Exercise aim: Please copy every line of the records below, multiplying each bounding box coordinate by 2.55 and rounding it to a whole number, with halves rounded up. Leave all other text as it is, and omit the pictures.

Provided records:
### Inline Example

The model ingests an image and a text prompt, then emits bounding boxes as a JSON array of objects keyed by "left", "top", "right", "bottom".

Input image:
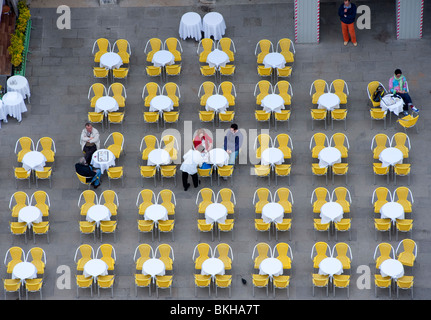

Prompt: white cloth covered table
[
  {"left": 2, "top": 91, "right": 27, "bottom": 122},
  {"left": 262, "top": 202, "right": 284, "bottom": 223},
  {"left": 99, "top": 52, "right": 123, "bottom": 70},
  {"left": 379, "top": 259, "right": 404, "bottom": 280},
  {"left": 320, "top": 201, "right": 344, "bottom": 224},
  {"left": 202, "top": 12, "right": 226, "bottom": 40},
  {"left": 317, "top": 147, "right": 341, "bottom": 167},
  {"left": 6, "top": 75, "right": 30, "bottom": 99},
  {"left": 379, "top": 147, "right": 403, "bottom": 167},
  {"left": 91, "top": 149, "right": 115, "bottom": 173},
  {"left": 22, "top": 151, "right": 46, "bottom": 171},
  {"left": 261, "top": 93, "right": 284, "bottom": 112},
  {"left": 178, "top": 12, "right": 202, "bottom": 41},
  {"left": 317, "top": 93, "right": 340, "bottom": 111}
]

Task output:
### Inline Example

The model ingests an image and a text prompt, then emits bounding boxes as a JSON array of objects keyed by "left", "top", "right", "bottom".

Input image:

Prompt: white cloth covered table
[
  {"left": 5, "top": 232, "right": 69, "bottom": 311},
  {"left": 668, "top": 515, "right": 724, "bottom": 569},
  {"left": 252, "top": 133, "right": 314, "bottom": 179},
  {"left": 966, "top": 660, "right": 1030, "bottom": 714},
  {"left": 816, "top": 513, "right": 877, "bottom": 571},
  {"left": 515, "top": 31, "right": 576, "bottom": 102},
  {"left": 808, "top": 375, "right": 870, "bottom": 426},
  {"left": 15, "top": 191, "right": 77, "bottom": 252},
  {"left": 966, "top": 375, "right": 1028, "bottom": 426},
  {"left": 232, "top": 380, "right": 293, "bottom": 441},
  {"left": 56, "top": 385, "right": 117, "bottom": 436},
  {"left": 666, "top": 237, "right": 724, "bottom": 286},
  {"left": 454, "top": 31, "right": 515, "bottom": 105},
  {"left": 808, "top": 237, "right": 867, "bottom": 283}
]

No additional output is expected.